- BRIEF: Count the rows below that contain the string "task", and give only the number.

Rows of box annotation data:

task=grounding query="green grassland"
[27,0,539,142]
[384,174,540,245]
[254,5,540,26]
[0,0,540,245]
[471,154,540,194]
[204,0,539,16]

- REPLY: 1